• _RECORDS FOR THIS EXERCISE_
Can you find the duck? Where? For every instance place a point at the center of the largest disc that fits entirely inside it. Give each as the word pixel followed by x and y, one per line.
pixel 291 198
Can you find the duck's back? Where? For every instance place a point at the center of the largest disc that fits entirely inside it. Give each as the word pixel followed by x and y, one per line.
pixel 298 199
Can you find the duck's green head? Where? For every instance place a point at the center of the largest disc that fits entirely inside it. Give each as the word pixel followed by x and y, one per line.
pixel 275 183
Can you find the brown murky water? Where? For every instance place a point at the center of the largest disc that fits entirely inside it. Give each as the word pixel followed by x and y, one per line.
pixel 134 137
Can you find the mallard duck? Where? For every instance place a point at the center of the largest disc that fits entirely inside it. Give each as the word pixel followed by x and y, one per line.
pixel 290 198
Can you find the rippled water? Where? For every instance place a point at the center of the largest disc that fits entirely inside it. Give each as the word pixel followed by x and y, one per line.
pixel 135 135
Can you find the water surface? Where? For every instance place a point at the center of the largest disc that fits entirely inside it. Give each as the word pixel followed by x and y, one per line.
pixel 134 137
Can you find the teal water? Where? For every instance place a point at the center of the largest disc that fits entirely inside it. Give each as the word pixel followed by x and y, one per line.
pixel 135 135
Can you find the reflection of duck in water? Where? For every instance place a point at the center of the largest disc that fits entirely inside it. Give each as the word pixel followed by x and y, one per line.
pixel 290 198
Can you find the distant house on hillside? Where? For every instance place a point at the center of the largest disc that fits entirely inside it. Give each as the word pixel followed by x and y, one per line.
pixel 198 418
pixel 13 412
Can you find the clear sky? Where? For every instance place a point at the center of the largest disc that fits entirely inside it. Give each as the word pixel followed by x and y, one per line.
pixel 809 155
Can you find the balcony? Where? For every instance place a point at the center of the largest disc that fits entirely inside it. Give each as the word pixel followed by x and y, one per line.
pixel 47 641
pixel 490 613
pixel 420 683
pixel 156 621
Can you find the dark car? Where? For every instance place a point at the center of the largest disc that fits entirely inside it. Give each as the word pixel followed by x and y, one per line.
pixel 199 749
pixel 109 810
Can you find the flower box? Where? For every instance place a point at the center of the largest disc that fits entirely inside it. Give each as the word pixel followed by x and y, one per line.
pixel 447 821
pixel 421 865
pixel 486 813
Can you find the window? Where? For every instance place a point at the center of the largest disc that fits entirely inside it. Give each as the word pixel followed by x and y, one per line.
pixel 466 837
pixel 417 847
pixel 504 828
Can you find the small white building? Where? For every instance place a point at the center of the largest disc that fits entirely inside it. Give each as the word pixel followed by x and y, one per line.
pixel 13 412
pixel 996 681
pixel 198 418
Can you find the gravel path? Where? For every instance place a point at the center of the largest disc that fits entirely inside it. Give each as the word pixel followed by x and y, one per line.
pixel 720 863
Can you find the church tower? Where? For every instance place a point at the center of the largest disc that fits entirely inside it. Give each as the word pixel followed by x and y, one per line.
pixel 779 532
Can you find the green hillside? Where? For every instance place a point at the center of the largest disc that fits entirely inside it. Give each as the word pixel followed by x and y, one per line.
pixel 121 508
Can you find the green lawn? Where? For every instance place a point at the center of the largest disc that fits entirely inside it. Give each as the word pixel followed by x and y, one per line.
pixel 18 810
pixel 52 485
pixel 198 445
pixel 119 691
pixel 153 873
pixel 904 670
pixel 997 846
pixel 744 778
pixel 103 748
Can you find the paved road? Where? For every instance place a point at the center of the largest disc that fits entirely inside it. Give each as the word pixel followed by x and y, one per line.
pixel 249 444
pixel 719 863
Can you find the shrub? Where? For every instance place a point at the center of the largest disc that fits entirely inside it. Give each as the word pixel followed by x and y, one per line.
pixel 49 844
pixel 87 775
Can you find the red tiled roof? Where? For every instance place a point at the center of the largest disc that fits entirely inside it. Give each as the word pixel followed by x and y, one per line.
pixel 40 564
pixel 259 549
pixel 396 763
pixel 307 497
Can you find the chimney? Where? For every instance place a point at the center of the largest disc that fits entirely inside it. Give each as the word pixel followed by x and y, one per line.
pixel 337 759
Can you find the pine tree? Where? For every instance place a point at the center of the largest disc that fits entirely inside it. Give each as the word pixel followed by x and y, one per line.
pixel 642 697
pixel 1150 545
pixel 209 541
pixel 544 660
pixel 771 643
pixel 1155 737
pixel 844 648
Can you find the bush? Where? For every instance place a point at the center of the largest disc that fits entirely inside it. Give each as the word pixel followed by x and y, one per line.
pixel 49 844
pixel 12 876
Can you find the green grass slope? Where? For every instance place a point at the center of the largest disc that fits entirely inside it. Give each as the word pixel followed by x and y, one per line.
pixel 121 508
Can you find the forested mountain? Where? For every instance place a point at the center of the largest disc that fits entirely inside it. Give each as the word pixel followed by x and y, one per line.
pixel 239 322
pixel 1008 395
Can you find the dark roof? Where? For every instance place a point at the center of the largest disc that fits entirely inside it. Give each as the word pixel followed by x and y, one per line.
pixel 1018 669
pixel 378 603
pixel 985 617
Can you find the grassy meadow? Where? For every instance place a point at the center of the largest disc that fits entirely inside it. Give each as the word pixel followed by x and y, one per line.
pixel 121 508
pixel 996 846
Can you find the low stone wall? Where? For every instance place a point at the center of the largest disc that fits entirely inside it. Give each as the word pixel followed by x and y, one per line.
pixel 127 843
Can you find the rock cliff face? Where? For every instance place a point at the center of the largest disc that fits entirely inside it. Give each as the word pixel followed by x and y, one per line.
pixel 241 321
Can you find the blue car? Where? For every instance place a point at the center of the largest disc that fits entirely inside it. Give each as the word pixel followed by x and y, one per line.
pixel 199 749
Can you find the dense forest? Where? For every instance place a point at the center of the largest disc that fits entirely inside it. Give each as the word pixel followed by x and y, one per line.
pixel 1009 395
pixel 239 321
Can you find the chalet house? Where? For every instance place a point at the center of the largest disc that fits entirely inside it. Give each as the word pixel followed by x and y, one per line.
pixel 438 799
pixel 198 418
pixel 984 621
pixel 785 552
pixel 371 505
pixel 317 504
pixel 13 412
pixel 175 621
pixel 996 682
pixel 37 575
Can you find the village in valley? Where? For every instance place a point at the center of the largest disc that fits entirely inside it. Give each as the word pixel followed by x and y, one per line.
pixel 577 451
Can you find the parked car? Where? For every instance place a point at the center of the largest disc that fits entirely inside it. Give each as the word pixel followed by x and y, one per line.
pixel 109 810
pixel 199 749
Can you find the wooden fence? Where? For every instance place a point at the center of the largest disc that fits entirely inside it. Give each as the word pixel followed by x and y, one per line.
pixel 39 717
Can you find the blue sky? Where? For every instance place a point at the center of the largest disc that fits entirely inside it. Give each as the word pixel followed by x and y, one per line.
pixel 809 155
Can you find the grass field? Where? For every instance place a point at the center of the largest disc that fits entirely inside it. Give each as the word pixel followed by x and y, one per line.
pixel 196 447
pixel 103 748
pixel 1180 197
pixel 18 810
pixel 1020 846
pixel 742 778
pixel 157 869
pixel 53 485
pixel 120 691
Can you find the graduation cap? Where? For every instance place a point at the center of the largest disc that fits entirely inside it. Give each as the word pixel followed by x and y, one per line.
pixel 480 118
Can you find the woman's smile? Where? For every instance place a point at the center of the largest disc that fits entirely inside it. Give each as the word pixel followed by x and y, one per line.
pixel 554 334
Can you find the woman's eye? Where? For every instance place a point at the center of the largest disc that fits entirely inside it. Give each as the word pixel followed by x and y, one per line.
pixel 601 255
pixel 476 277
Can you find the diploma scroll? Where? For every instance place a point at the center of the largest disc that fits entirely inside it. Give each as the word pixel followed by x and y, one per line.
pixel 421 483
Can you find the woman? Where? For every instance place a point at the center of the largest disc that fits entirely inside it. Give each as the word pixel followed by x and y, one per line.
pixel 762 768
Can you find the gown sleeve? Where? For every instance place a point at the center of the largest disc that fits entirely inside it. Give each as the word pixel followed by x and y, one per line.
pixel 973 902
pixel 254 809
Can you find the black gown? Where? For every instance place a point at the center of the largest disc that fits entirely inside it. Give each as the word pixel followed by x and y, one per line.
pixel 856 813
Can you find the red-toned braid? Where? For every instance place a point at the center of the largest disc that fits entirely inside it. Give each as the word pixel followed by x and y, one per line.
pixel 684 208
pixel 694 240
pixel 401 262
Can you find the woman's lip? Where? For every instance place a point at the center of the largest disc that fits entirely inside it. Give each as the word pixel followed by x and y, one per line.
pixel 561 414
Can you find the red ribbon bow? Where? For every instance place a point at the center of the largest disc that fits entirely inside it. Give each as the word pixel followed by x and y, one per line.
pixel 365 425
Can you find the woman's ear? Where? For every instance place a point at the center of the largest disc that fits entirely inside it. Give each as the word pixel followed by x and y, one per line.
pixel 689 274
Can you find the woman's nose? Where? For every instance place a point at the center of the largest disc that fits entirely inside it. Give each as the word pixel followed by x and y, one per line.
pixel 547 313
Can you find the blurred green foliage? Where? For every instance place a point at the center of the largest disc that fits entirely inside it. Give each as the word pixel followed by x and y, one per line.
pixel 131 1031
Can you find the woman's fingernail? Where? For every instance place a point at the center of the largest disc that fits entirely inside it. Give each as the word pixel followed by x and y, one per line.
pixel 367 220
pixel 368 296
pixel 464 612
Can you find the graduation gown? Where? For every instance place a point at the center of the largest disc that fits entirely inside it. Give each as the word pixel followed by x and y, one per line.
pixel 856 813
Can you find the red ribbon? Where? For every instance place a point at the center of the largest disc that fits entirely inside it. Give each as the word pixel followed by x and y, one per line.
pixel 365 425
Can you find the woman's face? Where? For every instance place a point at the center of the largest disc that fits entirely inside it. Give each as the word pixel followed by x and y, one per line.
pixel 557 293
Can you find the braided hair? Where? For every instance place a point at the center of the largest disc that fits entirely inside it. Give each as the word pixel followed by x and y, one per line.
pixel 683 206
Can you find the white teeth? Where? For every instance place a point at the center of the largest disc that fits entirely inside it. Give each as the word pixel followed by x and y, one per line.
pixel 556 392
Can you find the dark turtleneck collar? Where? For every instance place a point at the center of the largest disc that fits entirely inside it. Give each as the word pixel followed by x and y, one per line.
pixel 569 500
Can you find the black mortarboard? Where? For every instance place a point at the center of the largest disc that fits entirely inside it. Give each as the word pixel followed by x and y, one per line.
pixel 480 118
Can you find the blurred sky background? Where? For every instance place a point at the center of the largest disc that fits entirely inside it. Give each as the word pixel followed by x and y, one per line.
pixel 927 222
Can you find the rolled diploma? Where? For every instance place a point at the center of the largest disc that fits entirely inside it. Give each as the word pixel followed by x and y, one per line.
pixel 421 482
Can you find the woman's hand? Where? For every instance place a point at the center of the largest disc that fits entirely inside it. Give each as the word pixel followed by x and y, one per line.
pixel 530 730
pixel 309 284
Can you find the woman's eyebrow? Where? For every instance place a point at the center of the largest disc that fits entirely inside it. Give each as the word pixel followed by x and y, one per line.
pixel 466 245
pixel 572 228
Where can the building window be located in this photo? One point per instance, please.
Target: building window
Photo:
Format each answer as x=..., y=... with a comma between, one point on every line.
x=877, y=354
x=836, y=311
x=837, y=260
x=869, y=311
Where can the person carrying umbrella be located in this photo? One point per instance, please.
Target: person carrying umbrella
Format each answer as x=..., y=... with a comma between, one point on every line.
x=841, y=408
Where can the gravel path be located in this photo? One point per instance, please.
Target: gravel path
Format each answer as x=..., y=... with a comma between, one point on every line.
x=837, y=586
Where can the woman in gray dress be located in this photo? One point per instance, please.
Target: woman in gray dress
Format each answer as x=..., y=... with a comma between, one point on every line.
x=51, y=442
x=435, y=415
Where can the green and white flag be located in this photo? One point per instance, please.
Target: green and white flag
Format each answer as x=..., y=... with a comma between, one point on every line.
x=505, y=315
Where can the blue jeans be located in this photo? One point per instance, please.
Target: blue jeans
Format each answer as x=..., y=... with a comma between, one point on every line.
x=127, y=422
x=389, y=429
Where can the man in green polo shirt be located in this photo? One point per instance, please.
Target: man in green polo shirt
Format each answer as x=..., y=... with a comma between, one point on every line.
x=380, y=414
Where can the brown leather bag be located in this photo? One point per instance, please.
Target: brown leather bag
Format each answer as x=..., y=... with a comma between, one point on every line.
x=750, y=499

• _DIRECTIONS_
Extract from the data every line where "Target" shows up.

• _ANSWER SPACE_
Target: building window
Target: person carrying umbrella
Target: gravel path
Target: woman in gray dress
Target: green and white flag
Target: blue jeans
Target: man in green polo shirt
Target: brown leather bag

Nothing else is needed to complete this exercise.